Supplied records:
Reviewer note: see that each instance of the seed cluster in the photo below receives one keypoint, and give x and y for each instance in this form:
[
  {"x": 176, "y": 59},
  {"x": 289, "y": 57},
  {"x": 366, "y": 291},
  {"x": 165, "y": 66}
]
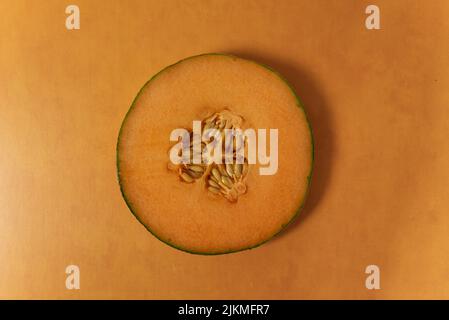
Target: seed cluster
[{"x": 227, "y": 180}]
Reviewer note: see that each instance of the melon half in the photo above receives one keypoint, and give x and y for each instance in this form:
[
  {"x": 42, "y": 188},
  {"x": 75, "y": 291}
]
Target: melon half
[{"x": 213, "y": 208}]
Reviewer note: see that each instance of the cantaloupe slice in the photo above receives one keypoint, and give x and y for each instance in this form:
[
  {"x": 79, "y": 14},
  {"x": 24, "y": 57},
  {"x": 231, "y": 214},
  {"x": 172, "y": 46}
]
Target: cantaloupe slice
[{"x": 188, "y": 216}]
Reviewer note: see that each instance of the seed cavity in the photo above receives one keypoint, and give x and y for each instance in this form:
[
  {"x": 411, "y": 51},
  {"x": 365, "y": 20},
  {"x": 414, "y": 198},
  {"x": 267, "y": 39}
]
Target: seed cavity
[{"x": 226, "y": 180}]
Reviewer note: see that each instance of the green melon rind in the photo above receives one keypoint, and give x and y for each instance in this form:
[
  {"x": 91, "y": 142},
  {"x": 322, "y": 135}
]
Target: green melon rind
[{"x": 283, "y": 227}]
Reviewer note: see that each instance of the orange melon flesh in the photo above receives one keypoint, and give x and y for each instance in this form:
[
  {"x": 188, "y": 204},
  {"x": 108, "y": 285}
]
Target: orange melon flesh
[{"x": 184, "y": 215}]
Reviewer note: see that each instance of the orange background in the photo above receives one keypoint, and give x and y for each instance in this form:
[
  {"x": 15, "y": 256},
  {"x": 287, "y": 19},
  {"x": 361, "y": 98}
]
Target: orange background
[{"x": 378, "y": 101}]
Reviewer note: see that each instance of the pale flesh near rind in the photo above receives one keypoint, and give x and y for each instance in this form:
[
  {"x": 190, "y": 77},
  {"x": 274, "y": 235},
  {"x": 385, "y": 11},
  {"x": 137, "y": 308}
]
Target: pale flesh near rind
[{"x": 184, "y": 215}]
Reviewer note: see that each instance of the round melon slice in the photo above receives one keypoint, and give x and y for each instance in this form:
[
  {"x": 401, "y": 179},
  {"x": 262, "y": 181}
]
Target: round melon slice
[{"x": 213, "y": 208}]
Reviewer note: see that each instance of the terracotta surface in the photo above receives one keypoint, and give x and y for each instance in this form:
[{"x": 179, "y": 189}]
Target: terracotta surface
[{"x": 378, "y": 102}]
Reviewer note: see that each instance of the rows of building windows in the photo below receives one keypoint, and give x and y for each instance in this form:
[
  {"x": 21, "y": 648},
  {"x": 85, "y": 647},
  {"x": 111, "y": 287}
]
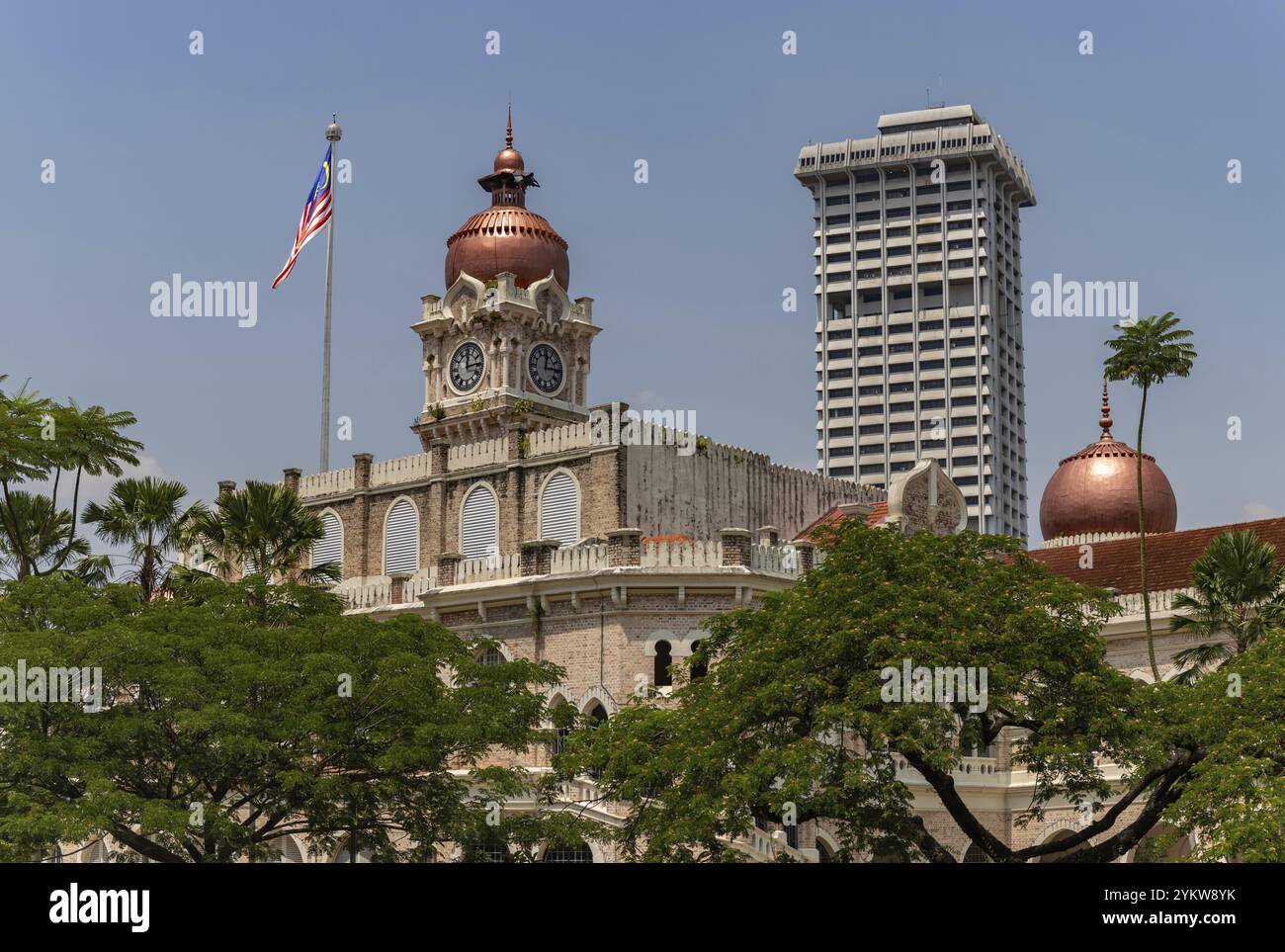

Task: Rewrite all of the data above, replacing every occurrence of "Reviewer note" with "Annotator note" and leaving everything else unchanged. Leave the pictures out of your answer.

Exercise result:
Annotator note: see that each instance of the seed cluster in the photo below receives one keypoint, and give x and y for each instance in this form:
[
  {"x": 176, "y": 59},
  {"x": 289, "y": 57},
  {"x": 366, "y": 291},
  {"x": 165, "y": 66}
]
Target: seed cluster
[{"x": 227, "y": 180}]
Annotator note: see that each instance of the melon half in the photo above receives one keypoint, and give x and y for each instance in this form:
[
  {"x": 42, "y": 188},
  {"x": 75, "y": 291}
]
Target: melon half
[{"x": 213, "y": 208}]
Annotator note: see that each instance of the cantaloupe slice in the photo above receives one keypoint, and give x and y for each instance in this form:
[
  {"x": 79, "y": 14},
  {"x": 24, "y": 57},
  {"x": 231, "y": 214},
  {"x": 172, "y": 46}
]
Target: cantaloupe slice
[{"x": 188, "y": 216}]
Annotator note: see that each instance of the seed cavity in the photo above receives one keypoint, and give x and y for each instance in this form:
[
  {"x": 411, "y": 51},
  {"x": 365, "y": 20},
  {"x": 414, "y": 198},
  {"x": 267, "y": 39}
]
Target: seed cavity
[{"x": 226, "y": 180}]
Annotator note: see that each instance of the green melon rind in the photo above receives one keypoint, and give x and y for each instance in this form:
[
  {"x": 91, "y": 142},
  {"x": 322, "y": 135}
]
Target: green melon rind
[{"x": 283, "y": 227}]
Annotator note: see that each instance of the orange melon flesh in the photo above receives one keypoint, and give x and y for each instance in this form:
[
  {"x": 188, "y": 204},
  {"x": 108, "y": 285}
]
Target: orange melon flesh
[{"x": 184, "y": 215}]
Annotator note: see that each instance of the orange background in the photo above receives one keypoint, and give x and y for each instance in this form:
[
  {"x": 15, "y": 256},
  {"x": 287, "y": 19},
  {"x": 361, "y": 98}
]
Target: orange background
[{"x": 378, "y": 101}]
Annotator note: see that each instance of the pale flesh near rind in the photo above receives one keypoint, and give x and y for each instance in this form:
[
  {"x": 190, "y": 77},
  {"x": 274, "y": 235},
  {"x": 385, "y": 11},
  {"x": 137, "y": 308}
]
Target: pale flesh near rind
[{"x": 184, "y": 215}]
Annotator note: see that each instance of the round melon slice in the photo above receives one keypoint, and give x and y for each instance in this form:
[
  {"x": 401, "y": 179},
  {"x": 262, "y": 181}
]
Target: round melon slice
[{"x": 213, "y": 208}]
Annotator note: see that each instance of the terracotta surface in the photo above receives one keypoint, and give x and y for each instance in this form:
[{"x": 179, "y": 189}]
Target: terracotta surface
[{"x": 378, "y": 102}]
Annotator note: see that each instance of the rows of building windows in the photo below receives one keypoint, and give x and y for each instance in this form:
[
  {"x": 21, "y": 648},
  {"x": 85, "y": 647},
  {"x": 111, "y": 287}
]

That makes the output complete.